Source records
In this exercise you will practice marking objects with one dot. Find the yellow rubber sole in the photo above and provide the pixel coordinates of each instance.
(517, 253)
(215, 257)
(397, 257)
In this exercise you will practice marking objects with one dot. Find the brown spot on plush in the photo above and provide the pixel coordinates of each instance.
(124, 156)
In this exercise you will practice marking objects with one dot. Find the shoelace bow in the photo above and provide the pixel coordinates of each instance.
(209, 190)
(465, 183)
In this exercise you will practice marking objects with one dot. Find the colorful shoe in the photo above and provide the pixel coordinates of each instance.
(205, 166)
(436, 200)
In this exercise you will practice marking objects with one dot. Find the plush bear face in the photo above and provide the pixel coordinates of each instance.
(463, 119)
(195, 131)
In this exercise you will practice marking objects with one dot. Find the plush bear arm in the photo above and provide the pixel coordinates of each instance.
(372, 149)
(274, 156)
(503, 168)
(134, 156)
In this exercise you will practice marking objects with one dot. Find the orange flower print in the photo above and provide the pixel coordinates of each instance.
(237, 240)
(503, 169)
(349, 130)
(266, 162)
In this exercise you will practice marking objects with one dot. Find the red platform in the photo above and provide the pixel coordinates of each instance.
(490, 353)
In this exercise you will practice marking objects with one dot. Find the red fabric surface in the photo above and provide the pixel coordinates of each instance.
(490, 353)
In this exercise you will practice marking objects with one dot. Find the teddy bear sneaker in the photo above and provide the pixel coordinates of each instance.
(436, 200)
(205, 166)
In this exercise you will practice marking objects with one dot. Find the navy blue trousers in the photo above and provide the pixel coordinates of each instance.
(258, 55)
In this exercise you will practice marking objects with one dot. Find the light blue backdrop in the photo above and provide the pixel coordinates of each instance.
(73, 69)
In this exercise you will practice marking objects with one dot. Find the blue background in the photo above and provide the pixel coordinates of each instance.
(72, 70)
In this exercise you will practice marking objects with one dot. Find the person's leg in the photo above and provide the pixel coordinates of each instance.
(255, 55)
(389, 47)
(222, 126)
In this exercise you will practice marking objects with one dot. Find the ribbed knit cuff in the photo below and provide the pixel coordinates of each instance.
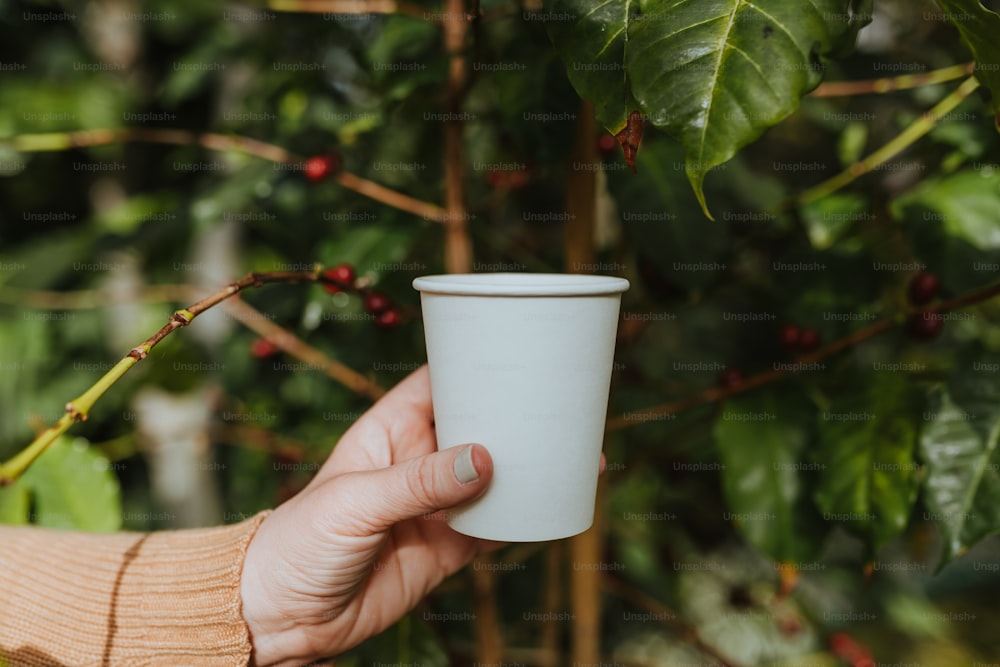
(164, 598)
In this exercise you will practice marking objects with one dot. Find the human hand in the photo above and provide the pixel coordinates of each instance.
(364, 542)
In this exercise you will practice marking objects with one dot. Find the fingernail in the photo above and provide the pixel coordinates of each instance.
(465, 471)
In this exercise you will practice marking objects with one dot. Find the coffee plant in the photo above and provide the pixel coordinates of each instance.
(802, 441)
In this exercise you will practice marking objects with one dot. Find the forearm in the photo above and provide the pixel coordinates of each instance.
(166, 598)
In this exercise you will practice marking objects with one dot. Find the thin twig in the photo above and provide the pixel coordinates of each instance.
(904, 140)
(893, 83)
(59, 141)
(79, 408)
(715, 394)
(250, 318)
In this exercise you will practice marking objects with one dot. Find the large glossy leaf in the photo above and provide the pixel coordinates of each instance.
(868, 439)
(762, 441)
(959, 445)
(714, 74)
(979, 28)
(962, 489)
(72, 486)
(591, 39)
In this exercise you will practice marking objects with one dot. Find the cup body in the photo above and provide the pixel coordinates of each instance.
(521, 363)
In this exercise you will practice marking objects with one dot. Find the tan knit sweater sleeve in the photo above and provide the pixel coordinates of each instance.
(166, 598)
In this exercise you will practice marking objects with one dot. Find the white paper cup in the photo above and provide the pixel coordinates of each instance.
(521, 363)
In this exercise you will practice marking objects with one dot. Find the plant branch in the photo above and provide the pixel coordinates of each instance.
(351, 7)
(907, 137)
(298, 348)
(716, 394)
(893, 83)
(79, 408)
(59, 141)
(458, 244)
(663, 613)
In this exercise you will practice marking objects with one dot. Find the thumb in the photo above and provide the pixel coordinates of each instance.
(422, 485)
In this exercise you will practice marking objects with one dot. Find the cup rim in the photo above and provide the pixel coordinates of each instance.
(520, 284)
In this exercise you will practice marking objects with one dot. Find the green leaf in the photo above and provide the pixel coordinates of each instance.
(828, 219)
(962, 490)
(965, 204)
(867, 442)
(591, 40)
(979, 28)
(656, 208)
(72, 486)
(715, 75)
(762, 439)
(959, 446)
(14, 505)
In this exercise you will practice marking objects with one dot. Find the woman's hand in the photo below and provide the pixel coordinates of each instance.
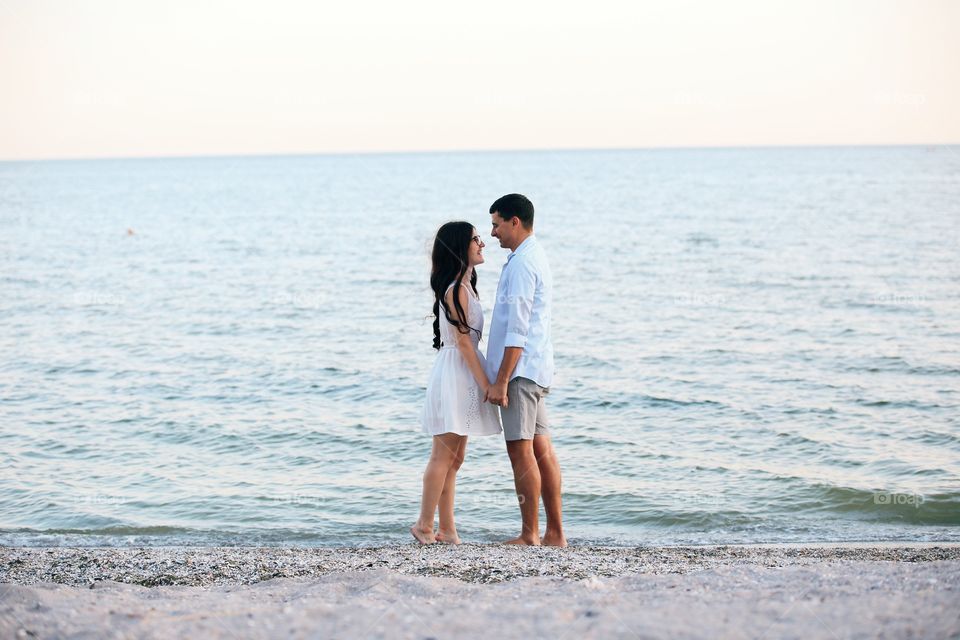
(497, 394)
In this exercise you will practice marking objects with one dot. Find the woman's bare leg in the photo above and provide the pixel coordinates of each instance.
(448, 528)
(445, 447)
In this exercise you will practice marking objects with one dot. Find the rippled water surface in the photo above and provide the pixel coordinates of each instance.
(752, 345)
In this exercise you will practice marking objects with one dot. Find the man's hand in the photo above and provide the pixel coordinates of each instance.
(497, 394)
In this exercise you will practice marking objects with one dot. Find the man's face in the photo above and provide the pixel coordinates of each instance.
(502, 229)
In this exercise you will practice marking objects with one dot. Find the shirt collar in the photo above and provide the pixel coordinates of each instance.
(525, 246)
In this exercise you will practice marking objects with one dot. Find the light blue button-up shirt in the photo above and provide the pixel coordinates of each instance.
(521, 314)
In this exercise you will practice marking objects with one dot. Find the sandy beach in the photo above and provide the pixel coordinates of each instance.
(865, 590)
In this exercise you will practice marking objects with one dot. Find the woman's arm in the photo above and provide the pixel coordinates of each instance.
(464, 344)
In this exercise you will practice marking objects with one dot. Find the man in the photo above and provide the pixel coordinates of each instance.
(520, 363)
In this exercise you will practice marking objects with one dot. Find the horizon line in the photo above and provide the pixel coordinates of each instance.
(296, 154)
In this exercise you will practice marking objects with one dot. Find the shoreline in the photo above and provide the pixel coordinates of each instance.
(469, 562)
(891, 590)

**Brief**
Repeat the line that contains "light blue button-up", then every line after it until the records end, with nothing added.

**Correct answer**
In this exercise you will practice marking objects with one dot. Find the light blue button-up shirt in the photo above and provide the pixel coordinates of each instance.
(521, 314)
In this exercise you will practice marking objects with one dot. Find the sandy beach in the photo above and provide the pixel coordinates of each instance.
(865, 590)
In this exercise you will practice marking objects with one dot. Find the woman's arm in the photo above and provide the pixel coordinates of each instance.
(464, 344)
In this exercise you will practice marking objects with one dot. Find the man in the photo above and provide the pixel coordinates of each instance.
(520, 363)
In this exercise you will practice marking objects with one dot. Find the horizon line in the photo above and provide the pixel coordinates of each instance.
(296, 154)
In this exercise you will practice marking objects with one dot. Find the shoreline in the photo above and provide the pixel coordinates of each instance.
(469, 562)
(891, 590)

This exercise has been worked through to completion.